• Task to complete: Please count how many lines in the records below contain the string "grass". Case counts, so give only the number.

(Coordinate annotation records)

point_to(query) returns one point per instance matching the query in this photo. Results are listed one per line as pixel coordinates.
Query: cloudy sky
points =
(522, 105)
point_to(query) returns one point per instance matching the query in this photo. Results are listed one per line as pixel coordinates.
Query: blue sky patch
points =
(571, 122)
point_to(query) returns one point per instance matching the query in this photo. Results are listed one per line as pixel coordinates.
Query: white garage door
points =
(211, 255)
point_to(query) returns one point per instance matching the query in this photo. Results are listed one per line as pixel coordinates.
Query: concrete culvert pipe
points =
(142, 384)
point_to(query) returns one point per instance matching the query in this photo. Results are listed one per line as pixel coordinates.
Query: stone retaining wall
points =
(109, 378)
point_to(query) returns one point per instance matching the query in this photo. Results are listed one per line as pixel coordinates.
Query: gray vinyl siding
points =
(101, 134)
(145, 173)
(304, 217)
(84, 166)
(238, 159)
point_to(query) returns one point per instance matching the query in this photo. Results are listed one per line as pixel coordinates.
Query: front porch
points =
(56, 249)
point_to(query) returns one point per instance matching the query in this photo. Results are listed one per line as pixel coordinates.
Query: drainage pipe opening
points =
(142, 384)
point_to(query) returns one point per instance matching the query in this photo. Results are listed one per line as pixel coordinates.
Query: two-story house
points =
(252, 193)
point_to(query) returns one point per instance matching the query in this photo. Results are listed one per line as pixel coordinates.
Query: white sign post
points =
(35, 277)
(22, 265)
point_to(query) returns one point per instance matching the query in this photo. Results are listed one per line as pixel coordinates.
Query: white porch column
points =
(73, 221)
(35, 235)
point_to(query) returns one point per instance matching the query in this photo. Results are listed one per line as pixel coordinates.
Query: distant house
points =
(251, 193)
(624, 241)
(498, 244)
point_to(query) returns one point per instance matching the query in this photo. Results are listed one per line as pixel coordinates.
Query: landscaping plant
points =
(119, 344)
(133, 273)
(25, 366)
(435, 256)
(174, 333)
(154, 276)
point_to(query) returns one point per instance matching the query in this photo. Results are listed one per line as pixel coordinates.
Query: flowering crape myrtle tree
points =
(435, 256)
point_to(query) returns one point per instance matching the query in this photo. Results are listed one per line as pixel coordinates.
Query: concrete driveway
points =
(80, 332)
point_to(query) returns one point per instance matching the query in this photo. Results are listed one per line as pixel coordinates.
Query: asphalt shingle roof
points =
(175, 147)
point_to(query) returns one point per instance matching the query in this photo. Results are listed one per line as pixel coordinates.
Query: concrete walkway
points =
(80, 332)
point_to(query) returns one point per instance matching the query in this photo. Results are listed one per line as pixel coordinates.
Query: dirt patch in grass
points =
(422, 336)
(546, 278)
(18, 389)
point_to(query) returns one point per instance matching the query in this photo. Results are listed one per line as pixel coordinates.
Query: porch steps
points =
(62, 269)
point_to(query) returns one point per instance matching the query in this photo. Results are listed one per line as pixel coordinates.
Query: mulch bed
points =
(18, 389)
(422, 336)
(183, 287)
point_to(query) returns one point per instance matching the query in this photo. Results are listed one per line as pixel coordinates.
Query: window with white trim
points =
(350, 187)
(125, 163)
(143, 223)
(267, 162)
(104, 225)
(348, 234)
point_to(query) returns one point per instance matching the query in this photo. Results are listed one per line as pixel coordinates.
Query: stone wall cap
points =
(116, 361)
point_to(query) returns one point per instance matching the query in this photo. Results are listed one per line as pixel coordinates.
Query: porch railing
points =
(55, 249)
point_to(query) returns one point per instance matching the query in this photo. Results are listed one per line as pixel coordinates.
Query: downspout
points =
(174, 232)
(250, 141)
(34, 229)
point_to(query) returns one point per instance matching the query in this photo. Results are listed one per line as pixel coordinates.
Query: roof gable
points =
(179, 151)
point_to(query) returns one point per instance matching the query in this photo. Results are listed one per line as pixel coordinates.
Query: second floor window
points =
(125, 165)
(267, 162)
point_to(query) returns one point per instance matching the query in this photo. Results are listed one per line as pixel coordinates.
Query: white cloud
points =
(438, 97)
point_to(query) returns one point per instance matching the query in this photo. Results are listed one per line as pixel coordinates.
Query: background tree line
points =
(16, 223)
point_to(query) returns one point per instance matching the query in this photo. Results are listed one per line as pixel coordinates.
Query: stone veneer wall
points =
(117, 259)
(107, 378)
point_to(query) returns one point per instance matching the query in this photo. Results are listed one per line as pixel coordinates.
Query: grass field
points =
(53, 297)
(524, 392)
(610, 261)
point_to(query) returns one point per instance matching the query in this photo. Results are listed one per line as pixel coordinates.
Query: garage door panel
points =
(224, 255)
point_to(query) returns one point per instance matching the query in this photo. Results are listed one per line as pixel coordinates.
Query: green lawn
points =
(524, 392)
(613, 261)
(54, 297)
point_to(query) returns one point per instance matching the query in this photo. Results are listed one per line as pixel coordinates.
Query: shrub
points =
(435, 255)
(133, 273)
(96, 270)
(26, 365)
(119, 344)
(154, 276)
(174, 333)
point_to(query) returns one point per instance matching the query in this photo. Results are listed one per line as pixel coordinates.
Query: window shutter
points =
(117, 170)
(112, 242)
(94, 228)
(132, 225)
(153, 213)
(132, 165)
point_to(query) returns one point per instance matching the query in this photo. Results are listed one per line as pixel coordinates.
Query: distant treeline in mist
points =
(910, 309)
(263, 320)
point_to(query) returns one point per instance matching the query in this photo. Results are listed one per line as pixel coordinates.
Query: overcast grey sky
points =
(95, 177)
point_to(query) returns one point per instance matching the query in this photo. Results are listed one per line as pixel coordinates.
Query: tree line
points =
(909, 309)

• Correct output: 2